**Work to do**
Identify the line that contains "Where can the car roof" in the material. Output it and every line after it, unchanged, through the end.

>> BEGIN Provided data

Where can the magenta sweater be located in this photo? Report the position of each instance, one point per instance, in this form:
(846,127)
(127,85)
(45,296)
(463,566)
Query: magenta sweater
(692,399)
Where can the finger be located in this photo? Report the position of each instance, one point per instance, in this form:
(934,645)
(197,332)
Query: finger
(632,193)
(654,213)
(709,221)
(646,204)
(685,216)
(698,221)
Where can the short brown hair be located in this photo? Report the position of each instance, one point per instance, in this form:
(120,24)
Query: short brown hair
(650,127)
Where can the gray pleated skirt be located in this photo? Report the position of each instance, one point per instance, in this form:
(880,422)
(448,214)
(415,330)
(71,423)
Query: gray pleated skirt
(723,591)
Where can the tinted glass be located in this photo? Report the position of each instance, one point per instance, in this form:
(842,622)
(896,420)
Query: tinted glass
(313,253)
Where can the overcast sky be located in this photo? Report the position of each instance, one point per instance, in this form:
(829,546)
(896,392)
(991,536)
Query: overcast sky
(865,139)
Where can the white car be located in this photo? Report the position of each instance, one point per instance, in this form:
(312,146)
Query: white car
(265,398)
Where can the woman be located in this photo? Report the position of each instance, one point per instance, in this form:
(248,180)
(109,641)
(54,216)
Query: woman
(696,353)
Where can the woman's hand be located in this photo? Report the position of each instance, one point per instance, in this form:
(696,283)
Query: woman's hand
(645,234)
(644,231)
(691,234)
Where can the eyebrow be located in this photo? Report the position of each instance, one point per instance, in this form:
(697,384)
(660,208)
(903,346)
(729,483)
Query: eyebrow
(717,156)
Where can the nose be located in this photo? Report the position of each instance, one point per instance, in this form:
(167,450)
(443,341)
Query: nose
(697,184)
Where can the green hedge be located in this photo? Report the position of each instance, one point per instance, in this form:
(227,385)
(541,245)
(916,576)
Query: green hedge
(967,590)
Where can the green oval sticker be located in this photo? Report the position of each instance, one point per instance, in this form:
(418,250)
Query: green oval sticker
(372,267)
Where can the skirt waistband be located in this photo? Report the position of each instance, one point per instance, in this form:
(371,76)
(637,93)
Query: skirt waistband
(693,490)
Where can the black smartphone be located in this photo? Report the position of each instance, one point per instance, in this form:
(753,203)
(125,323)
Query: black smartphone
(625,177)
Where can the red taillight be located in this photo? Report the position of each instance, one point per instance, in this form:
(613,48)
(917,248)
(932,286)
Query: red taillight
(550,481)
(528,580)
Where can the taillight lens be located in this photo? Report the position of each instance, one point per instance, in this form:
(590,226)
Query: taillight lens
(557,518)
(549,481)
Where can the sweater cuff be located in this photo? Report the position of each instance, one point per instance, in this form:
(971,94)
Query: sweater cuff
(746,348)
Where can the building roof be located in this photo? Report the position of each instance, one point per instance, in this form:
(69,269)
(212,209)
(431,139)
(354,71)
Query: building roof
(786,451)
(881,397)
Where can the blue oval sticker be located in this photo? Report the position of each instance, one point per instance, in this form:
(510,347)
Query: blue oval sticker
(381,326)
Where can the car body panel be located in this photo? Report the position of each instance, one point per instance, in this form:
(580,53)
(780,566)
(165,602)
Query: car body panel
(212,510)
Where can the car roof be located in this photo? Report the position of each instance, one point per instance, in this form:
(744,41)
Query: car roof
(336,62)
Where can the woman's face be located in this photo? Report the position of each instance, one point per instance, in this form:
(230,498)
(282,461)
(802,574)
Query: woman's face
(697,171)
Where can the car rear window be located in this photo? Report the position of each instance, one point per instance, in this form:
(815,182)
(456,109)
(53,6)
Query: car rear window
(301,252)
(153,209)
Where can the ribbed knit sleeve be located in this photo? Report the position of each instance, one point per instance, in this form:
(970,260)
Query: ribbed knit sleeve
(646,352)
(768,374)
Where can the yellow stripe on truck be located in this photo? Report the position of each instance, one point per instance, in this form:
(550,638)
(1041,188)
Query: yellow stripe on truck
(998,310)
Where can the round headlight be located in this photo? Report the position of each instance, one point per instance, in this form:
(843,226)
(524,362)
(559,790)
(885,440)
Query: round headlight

>> END Provided data

**Exercise response**
Where can the car roof be located in this photo? Report the position of each instance, one point per instance, in this form:
(744,41)
Query: car roof
(336,62)
Where can the woman's face be located in this photo? Report the position of each instance, one point per instance, in this form:
(230,498)
(282,461)
(802,574)
Query: woman's face
(697,171)
Where can the car rear window be located in this photo? Report the position of each instance, one point per instance, in this form:
(815,182)
(456,109)
(53,6)
Query: car rear window
(301,252)
(153,209)
Where can the ribbed knit sleeve be located in this photo? Report the position of each instance, one point per instance, in this form:
(970,260)
Query: ribbed knit sleeve
(646,352)
(768,374)
Where can the yellow stripe on truck be located in this photo? Report the position of each instance, one point per instance, in this form:
(550,638)
(1041,188)
Query: yellow stripe on truck
(998,310)
Where can the round headlight be located in this photo? Report the position of each instance, one point per instance, in this form:
(843,226)
(524,362)
(559,790)
(885,440)
Query: round headlight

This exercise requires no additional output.